=== STATED TASK ===
Lay out every line of the records below as a JSON list of strings, one string per line, with blank lines omitted. Leave the pictures out of the answer.

=== TASK INPUTS ===
● ● ●
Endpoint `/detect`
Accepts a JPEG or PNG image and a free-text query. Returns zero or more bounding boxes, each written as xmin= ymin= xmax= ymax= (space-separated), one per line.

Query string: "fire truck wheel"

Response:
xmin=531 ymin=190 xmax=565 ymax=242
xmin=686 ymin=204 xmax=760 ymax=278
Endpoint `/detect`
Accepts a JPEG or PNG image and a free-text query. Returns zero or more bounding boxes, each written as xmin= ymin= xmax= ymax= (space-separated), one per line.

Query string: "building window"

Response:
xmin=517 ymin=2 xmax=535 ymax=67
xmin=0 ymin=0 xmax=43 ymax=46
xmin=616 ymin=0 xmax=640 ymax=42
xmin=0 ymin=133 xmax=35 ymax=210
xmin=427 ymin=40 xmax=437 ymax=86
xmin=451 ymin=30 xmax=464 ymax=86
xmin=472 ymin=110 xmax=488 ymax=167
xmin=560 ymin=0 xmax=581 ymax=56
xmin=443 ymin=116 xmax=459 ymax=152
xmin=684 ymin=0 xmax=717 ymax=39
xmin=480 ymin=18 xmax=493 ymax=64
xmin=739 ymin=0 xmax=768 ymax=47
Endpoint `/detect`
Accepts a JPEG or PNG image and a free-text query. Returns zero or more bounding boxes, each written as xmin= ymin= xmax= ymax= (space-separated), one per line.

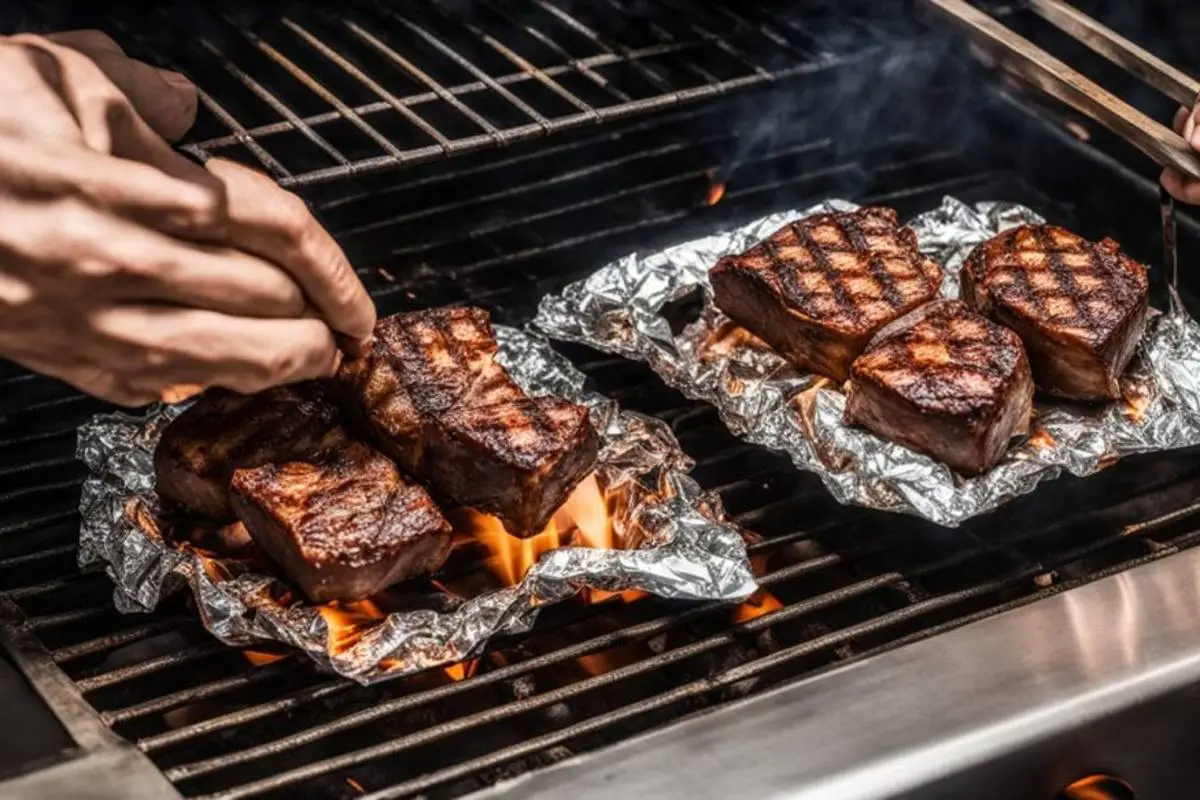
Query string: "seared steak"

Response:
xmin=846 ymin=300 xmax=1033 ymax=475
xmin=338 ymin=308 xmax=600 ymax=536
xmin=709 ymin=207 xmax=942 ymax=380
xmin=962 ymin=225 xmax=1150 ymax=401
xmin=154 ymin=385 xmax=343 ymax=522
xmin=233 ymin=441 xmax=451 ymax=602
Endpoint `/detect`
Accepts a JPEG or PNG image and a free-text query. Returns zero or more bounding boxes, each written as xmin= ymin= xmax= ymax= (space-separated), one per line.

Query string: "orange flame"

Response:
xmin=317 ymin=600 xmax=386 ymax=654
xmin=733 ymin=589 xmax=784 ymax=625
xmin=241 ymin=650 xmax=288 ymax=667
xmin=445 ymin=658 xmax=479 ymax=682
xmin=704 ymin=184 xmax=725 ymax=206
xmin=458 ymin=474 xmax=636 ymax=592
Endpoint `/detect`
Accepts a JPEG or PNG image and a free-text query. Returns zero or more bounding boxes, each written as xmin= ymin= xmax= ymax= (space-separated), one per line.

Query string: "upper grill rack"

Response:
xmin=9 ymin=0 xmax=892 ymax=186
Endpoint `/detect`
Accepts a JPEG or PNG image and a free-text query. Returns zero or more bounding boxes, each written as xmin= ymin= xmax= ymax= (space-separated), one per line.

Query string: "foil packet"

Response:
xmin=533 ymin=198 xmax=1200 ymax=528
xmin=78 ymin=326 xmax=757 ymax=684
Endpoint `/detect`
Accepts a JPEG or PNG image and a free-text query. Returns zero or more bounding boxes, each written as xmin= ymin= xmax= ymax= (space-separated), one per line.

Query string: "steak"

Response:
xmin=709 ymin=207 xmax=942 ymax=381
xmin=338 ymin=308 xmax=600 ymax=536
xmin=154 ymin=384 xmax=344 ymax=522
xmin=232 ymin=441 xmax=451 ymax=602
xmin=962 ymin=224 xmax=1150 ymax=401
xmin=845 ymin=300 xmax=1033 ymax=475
● ● ●
=== TASK RESULT ===
[
  "Endpoint `/detect`",
  "Accepts a JPEG or PNG image and a free-text query. Returns zero or more bounding boxes, each written as xmin= ymin= xmax= ymax= (space-separated), one per line.",
  "Query string: \"fire truck wheel\"",
  "Response:",
  "xmin=531 ymin=190 xmax=565 ymax=242",
  "xmin=686 ymin=204 xmax=760 ymax=278",
  "Endpoint `/detect`",
  "Accepts a JPEG or PNG image and a free-text query. Returns zero or more bounding boxes, each written as xmin= ymin= xmax= ymax= (space-separated), one per line.",
  "Query string: \"building window\"",
  "Response:",
  "xmin=517 ymin=2 xmax=535 ymax=67",
  "xmin=0 ymin=0 xmax=43 ymax=46",
  "xmin=616 ymin=0 xmax=640 ymax=42",
  "xmin=0 ymin=133 xmax=35 ymax=210",
  "xmin=427 ymin=40 xmax=437 ymax=86",
  "xmin=451 ymin=30 xmax=464 ymax=86",
  "xmin=472 ymin=110 xmax=488 ymax=167",
  "xmin=560 ymin=0 xmax=581 ymax=56",
  "xmin=443 ymin=116 xmax=459 ymax=152",
  "xmin=684 ymin=0 xmax=717 ymax=39",
  "xmin=480 ymin=18 xmax=493 ymax=64",
  "xmin=739 ymin=0 xmax=768 ymax=47",
  "Endpoint `/detect`",
  "Accepts a JPEG or PNG image and a free-text query. Returns zero or more bounding boxes, each written as xmin= ymin= xmax= ymax= (space-separated), one per line.",
  "Query string: \"seared steak\"",
  "Response:",
  "xmin=846 ymin=300 xmax=1033 ymax=475",
  "xmin=338 ymin=308 xmax=600 ymax=536",
  "xmin=709 ymin=207 xmax=942 ymax=380",
  "xmin=962 ymin=225 xmax=1150 ymax=401",
  "xmin=154 ymin=385 xmax=343 ymax=522",
  "xmin=233 ymin=441 xmax=451 ymax=602",
  "Endpoint `/detect`",
  "Accepts a JPEG or PNG image and a free-text query. Returns zero or more bounding boxes, each written as xmin= ymin= xmax= ymax= (space-separated), one per line.",
  "Query string: \"orange flame\"",
  "Response:",
  "xmin=317 ymin=600 xmax=386 ymax=654",
  "xmin=733 ymin=589 xmax=784 ymax=625",
  "xmin=241 ymin=650 xmax=288 ymax=667",
  "xmin=445 ymin=658 xmax=479 ymax=682",
  "xmin=704 ymin=184 xmax=725 ymax=206",
  "xmin=458 ymin=474 xmax=636 ymax=592",
  "Endpoint `/detect`",
  "Accepts a JPEG or PNG image and a free-text query. Returns zero or more bounding boxes, each written as xmin= ymin= xmax= ymax= (space-separated), one per line.",
  "Query string: \"upper grill rack\"",
  "Response:",
  "xmin=9 ymin=0 xmax=892 ymax=186",
  "Endpoint `/detect`",
  "Accepts a JPEG or PNG image and a free-text query. Returns zero or more bounding boxes, each written as xmin= ymin= xmax= ymax= (space-separated), one per line.",
  "Query string: \"foil packet\"",
  "Response:",
  "xmin=533 ymin=198 xmax=1200 ymax=528",
  "xmin=78 ymin=326 xmax=757 ymax=684",
  "Endpoint `/detect`",
  "Accepts a JPEG or PNG image and a free-text query. Returns zero or more bounding boxes, each written as xmin= ymin= xmax= ymax= (space-separated), one per line.",
  "Query string: \"steak\"",
  "Response:",
  "xmin=709 ymin=207 xmax=942 ymax=381",
  "xmin=338 ymin=308 xmax=600 ymax=536",
  "xmin=154 ymin=384 xmax=344 ymax=522",
  "xmin=232 ymin=441 xmax=451 ymax=602",
  "xmin=962 ymin=224 xmax=1150 ymax=401",
  "xmin=845 ymin=300 xmax=1033 ymax=475"
]